▶ _Source text_:
▬▬▬▬▬▬▬▬▬▬

Agenda item

Urgent Care Review

At the request of the Cheshire West and Chester (CWAC) People Overview and Scrutiny Committee - a Joint Scrutiny Meeting has been convened to consider the impact of the Wirral Clinical Commissioning Group proposals for Urgent Care Services. CWAC have determined the proposed changes to urgent care to be a substantial development / substantial variation to the health service.


Report Papers and Minutes of the meeting of the Wirral Adult Health and Care (meeting jointly with Members of the Children and Families Overview and Scrutiny Committee) (Minute 28, 12 November) attached.   (Pages 11 – 164)


Urgent Care Transformation Update additional background briefing papers, circulated to all Wirral Councillors 6 November 2018, also attached.  

(Pages 165 – 242).






Chair’s Opening Remarks.

The Chair welcomed Members, Officers and members of the public to the meeting. With the agreement of the Committee the Chair then invited visiting Councillor Phil Gilchrist and Councillor Chris Carubia to the table. She informed the meeting that as Ward Councillors for Eastham Ward (the boundary of Wirral and Cheshire West and Chester) they had a detailed understanding of access to healthcare in that location and could provide the Committee with information on issues that may affect residents as a result of the proposal for the redesign of urgent care. It was noted that the visiting Councillors would not be entitled to a vote during the meetings proceedings.


Key Witnesses.

  • Mr Simon Banks – Chief Officer, Wirral Clinical Commissioning Group (CCG)
  • Dr Paula Cowan, G.P. Eastham Group Practice and Clinical Lead for Urgent Care for Wirral CCG
  • Ms Jacqui Evans – Assistant Director Planned Services, Wirral CCG
  • Mr Graham Hodkinson – Director for (Adult) Care and Health (Wirral)
  • Ms Laura Marsh – Director of Commissioning, NHS West Cheshire CCG
  • Dr Sue Wells - Chair,  Wirral CCG


Opening Presentation.

Doctor Paula Cowan and Ms Jacqui Evans provided the Committee with an overview of the proposals to alter the method by which patients would access urgent care treatment. Members noted that the proposals had been open to public consultation from 20 September 2018 to 12 December 2018. Following which, feedback received during the consultation period and other evidence would be reviewed by the NHS Wirral CCG Governing Body before a final decision on a future model of care was taken


Doctor Cowan and Ms Evans’ report informed that Wirral was not unique in the issues of people not always being able to get an urgent appointment at their own GP practice and how confusion about alternative services resulted in many people choosing to go to Wirral’s only Accident and Emergency (A&E) Department at Arrowe Park Hospital.


Members were apprised that NHS England had mandated a number of new service developments which included an improved NHS 111 service and the introduction of Urgent Treatment Centre’s across the country. The national developments aimed to make urgent care services work better for patients and to ensure that Accident and Emergency (A&E) Departments dealt with the most poorly and vulnerable people. Members were informed that it was Wirral CCG’s intention to locate the Urgent Treatment Centre (UTC) for Wirral at Arrowe Park Hospital by developing the existing Walk in Centre.  This location was believed to provide the best clinical model for patients as the UTC would be located adjacent to the Accident and Emergency Department and would provide a single ‘front door’ to access urgent care on the Arrowe Park site - to ensure A&E staff could concentrate their clinical skills on emergency care.

▬▬▬▬▬▬▬▬▬▬

▶ _Data under study_:
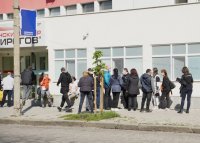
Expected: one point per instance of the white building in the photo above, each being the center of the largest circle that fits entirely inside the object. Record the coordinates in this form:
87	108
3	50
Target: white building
137	34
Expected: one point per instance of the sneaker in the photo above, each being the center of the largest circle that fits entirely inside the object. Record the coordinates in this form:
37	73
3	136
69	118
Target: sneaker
59	109
141	110
23	102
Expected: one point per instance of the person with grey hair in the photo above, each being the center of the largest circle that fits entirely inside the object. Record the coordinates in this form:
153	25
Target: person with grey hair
8	85
64	79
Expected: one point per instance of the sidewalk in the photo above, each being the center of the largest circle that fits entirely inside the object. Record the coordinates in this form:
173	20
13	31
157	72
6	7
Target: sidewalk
158	120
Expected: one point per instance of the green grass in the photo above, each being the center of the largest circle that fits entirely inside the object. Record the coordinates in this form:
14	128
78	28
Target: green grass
91	117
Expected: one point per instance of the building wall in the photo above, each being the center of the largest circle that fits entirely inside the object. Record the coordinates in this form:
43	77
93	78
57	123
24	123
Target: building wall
146	27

▬▬▬▬▬▬▬▬▬▬

▶ _Your tasks_:
[1] Summarize the urgent care review agenda item in three sentences.
[2] Pick up the account of the urgent care review meeting after its final sentence and carry it forward.

▶ _Activity answers_:
[1] At the request of the Cheshire West and Chester People Overview and Scrutiny Committee, which judged Wirral Clinical Commissioning Group's proposed changes to urgent care a substantial variation to the health service, a Joint Scrutiny Meeting was convened to consider their impact. The Chair invited the two Eastham Ward Councillors to the table without a vote, and Dr Paula Cowan and Ms Jacqui Evans then presented the proposals, which had been open to public consultation from 20 September 2018 to 12 December 2018. Their report explained that people unable to get urgent GP appointments often went to the A&E Department at Arrowe Park Hospital, and that Wirral CCG intended to locate the Urgent Treatment Centre required by NHS England at Arrowe Park by developing the existing Walk in Centre, creating a single 'front door' next to A&E.

[2]
Doctor Cowan and Ms Evans’ report informed that the UTC would offer bookable appointments and a walk-in facility and, as part of this consultation, the CCG was asking for people’s views on how many hours the UTC should be open.


Ms Evans explained that the CCG also wanted to simplify local urgent care services to make it easy for people to make the right choice when they need care and treatment.  This primarily involved improving local access to GP appointments to ensure that everyone who needed an urgent appointment could get one within 24 hours, usually on the same day. The CCG also proposed a new local urgent care service for children and better access to bookable appointments for wound care/dressings, the services would be delivered in four locations across Wirral (aligned to the current Wirral parliamentary constituencies). The proposal would mean that the current walk-in facilities across Wirral would be replaced by the provision of new local services and more urgent GP appointments.


Committee debate.

The Chair invited Members to present their questions and concerns, and for visiting Members to provide additional insight on matters of public transport and the impact of recent (temporary) changes to the operating hours of the Eastham Walk-In Centre.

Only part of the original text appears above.